▶ [Do this]
Pull out each line from the items below that contains the word "grass", copying every such line in full.
— start of Dataset excerpts —
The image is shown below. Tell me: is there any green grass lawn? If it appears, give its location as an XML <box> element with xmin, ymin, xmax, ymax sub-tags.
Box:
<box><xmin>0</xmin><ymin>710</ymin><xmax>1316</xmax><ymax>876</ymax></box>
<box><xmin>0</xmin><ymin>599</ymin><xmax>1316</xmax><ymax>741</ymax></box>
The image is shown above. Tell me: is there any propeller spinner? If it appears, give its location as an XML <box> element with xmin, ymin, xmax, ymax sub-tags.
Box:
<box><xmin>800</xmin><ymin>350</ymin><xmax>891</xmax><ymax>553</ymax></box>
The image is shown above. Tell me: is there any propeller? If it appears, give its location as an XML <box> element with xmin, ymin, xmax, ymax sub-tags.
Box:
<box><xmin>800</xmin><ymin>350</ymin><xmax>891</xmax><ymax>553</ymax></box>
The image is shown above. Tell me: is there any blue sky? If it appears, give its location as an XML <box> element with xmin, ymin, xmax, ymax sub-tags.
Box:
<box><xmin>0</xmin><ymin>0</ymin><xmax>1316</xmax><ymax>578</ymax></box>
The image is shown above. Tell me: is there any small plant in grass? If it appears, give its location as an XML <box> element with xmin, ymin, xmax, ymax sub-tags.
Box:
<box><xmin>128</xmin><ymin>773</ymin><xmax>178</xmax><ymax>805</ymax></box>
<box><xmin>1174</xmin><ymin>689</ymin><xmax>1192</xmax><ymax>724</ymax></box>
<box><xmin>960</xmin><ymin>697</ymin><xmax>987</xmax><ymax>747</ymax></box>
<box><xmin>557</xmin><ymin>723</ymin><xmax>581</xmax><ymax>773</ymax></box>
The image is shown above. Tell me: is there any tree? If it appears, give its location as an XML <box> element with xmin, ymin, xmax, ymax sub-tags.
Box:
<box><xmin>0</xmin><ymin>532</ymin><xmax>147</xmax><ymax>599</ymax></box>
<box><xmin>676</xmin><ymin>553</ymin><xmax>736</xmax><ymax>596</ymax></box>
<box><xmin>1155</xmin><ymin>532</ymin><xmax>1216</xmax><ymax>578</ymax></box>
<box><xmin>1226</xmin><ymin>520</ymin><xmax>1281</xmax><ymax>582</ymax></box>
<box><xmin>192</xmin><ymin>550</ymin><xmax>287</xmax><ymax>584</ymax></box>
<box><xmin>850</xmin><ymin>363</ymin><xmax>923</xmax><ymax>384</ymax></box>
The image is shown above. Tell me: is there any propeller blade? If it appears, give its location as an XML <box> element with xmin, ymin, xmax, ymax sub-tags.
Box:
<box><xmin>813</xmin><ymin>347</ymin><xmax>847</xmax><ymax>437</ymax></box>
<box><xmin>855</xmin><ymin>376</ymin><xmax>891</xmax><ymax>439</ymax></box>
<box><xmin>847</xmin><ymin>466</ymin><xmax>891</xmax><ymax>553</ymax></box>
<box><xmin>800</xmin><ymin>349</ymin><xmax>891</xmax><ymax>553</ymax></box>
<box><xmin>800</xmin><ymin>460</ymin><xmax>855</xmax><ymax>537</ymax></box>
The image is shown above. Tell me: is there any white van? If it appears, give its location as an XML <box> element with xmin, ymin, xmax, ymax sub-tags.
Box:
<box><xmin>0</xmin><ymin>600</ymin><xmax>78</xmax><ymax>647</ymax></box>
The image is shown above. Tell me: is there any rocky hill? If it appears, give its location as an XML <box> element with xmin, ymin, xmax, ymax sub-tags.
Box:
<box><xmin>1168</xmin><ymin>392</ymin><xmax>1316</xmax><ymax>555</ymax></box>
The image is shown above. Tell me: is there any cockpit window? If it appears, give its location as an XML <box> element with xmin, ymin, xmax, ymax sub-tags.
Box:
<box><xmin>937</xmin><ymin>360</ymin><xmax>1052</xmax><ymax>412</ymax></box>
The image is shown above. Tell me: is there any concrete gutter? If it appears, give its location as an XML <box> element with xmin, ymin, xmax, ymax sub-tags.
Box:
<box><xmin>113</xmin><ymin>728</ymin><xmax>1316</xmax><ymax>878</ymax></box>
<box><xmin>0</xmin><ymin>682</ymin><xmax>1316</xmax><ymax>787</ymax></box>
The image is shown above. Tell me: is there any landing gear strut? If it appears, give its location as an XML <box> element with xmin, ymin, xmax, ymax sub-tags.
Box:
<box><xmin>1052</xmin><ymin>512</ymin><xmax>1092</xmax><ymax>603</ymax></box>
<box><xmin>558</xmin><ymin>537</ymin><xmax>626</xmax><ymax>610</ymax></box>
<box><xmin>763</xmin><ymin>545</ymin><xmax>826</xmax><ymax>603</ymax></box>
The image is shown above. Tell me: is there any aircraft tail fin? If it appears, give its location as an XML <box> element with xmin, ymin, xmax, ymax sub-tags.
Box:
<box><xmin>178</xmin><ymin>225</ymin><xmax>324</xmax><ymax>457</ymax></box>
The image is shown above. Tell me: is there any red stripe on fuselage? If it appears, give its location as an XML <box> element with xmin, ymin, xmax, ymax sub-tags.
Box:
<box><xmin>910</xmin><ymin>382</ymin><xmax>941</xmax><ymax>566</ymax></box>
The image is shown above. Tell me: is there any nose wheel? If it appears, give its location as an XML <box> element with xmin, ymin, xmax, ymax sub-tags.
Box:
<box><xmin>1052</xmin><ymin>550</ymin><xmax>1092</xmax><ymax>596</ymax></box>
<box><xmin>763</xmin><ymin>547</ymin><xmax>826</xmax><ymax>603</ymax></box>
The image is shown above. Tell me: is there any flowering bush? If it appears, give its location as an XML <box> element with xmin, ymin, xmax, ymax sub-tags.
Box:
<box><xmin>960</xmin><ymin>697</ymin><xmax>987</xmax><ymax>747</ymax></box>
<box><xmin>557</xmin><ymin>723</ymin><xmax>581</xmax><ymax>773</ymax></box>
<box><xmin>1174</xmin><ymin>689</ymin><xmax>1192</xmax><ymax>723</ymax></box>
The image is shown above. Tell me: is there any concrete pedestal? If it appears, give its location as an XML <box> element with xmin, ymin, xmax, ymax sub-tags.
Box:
— end of Dataset excerpts —
▶ [Exercise response]
The image is shown below. Tell me: is there any green grass lawn? If it appears, give its location as an XML <box> element with xmin, ymin, xmax, ymax sub-tags.
The image is shown above. Tell me: is there any small plant in grass? If it appears, give its location as an XML <box> element with xmin, ymin, xmax, ymax sub-tags.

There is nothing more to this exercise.